Annotated coordinate records —
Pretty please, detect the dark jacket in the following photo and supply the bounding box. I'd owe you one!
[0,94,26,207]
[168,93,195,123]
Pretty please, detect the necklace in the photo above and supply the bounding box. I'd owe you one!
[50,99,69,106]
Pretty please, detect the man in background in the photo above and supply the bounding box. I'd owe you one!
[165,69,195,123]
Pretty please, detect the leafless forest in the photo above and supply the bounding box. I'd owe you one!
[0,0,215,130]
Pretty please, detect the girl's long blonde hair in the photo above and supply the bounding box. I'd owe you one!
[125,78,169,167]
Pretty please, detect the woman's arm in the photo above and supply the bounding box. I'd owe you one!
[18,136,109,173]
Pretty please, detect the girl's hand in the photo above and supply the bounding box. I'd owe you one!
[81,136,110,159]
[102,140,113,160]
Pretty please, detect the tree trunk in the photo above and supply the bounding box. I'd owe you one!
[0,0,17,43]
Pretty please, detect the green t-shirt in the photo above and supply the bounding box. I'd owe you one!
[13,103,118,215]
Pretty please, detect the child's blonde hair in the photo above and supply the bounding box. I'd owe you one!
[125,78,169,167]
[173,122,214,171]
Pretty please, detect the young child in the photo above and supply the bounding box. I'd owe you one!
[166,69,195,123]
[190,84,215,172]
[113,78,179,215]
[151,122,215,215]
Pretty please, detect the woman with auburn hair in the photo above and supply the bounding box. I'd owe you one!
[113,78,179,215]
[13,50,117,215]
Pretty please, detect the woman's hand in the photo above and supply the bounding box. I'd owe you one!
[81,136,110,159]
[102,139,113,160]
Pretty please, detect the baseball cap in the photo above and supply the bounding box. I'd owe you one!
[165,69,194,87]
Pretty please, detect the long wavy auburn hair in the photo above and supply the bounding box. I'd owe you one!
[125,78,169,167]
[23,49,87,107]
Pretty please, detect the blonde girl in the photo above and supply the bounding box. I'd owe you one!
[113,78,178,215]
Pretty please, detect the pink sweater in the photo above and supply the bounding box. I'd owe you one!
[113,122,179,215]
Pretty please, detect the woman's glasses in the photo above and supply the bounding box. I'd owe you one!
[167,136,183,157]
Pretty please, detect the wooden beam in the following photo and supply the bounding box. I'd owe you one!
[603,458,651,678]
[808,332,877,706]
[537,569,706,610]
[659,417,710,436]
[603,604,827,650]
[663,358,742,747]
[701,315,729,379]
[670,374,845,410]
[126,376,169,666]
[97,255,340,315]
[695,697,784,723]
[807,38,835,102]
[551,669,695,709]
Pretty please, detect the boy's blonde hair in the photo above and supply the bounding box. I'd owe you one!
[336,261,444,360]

WHAT TO WORK ON — Reproduce every item above line for line, keeping the original order and wording.

EXERCISE RESULT —
Pretty please, detect the dark jacket in the following photo and supply the bounding box. I'd owe you one!
[0,94,26,207]
[168,93,195,123]
Pretty please, detect the necklace in the photo above and supply the bounding box. I'd owe you one!
[50,99,69,106]
Pretty please, detect the man in background in the photo above and supply the bounding box. I'd owe you one!
[165,69,195,123]
Pretty please, detect the leafless forest in the photo above and supply the bounding box. I'd owe you one!
[0,0,215,130]
Pretty please, detect the girl's long blonde hair in the photo above and supply the bounding box. I'd owe you one!
[125,78,169,167]
Pretty please, detect the woman's arm in the photo above and supply the bounding box. I'd owe you one!
[18,136,109,173]
Pretty please, detect the girl's hand in the photo above and supply the bounding box. I'd owe you one!
[81,136,110,159]
[102,140,113,160]
Pretty please, detect the tree trunk in the photo above and supply the bounding box. I'd owe you one!
[0,0,17,43]
Pretty please, detect the green t-shirt in the photo above and supply the bounding box. I'd owe you one!
[13,103,118,215]
Pretty please, detect the child's blonde hair in the photo above and supply the bounding box. I'd owe you one!
[125,78,169,167]
[173,122,214,171]
Pretty please, detect the young child in the photo above and supply the bounding box. I'd owe you one!
[166,69,195,123]
[190,84,215,172]
[113,78,179,215]
[151,122,215,215]
Pretty please, detect the woman with auburn hair in the photo above and supply the bounding box. I'd owe you one!
[113,78,179,215]
[13,50,117,215]
Pretty please, detect the woman's hand in the photo above and supply the bounding box. I'd owe you one!
[81,136,110,159]
[102,139,113,160]
Pretty please, detect the baseball cap in the photo above and supply the bounding box. I'd owe you one!
[165,69,194,87]
Pretty please, detect the long wavy auburn hair in the photo above and supply the bounding box. I'd owe you one!
[125,78,169,167]
[23,49,87,107]
Pretty please, detect the blonde girl in the photo above and supply the bounding box. I'd owe you one!
[113,78,178,215]
Pretty please, detect the pink sweater in the photo above and supply the bounding box. I'd owe you one!
[113,122,179,215]
Pretty please, detect the woman's glasses in the photo above and supply the bounding box. I'd owe you one!
[167,136,183,157]
Pretty please, detect the wooden beam in the following photo and supply the bounding box. I'd owe you one!
[603,458,651,678]
[808,332,877,706]
[537,569,706,610]
[659,417,710,436]
[603,604,827,650]
[663,358,742,747]
[701,315,729,379]
[670,374,845,410]
[126,376,169,666]
[97,255,340,315]
[695,697,784,723]
[807,38,835,102]
[551,669,695,709]
Pretty please, detect the boy's blonde hair in the photo above and supply the bounding box. I'd owe you one!
[336,261,444,360]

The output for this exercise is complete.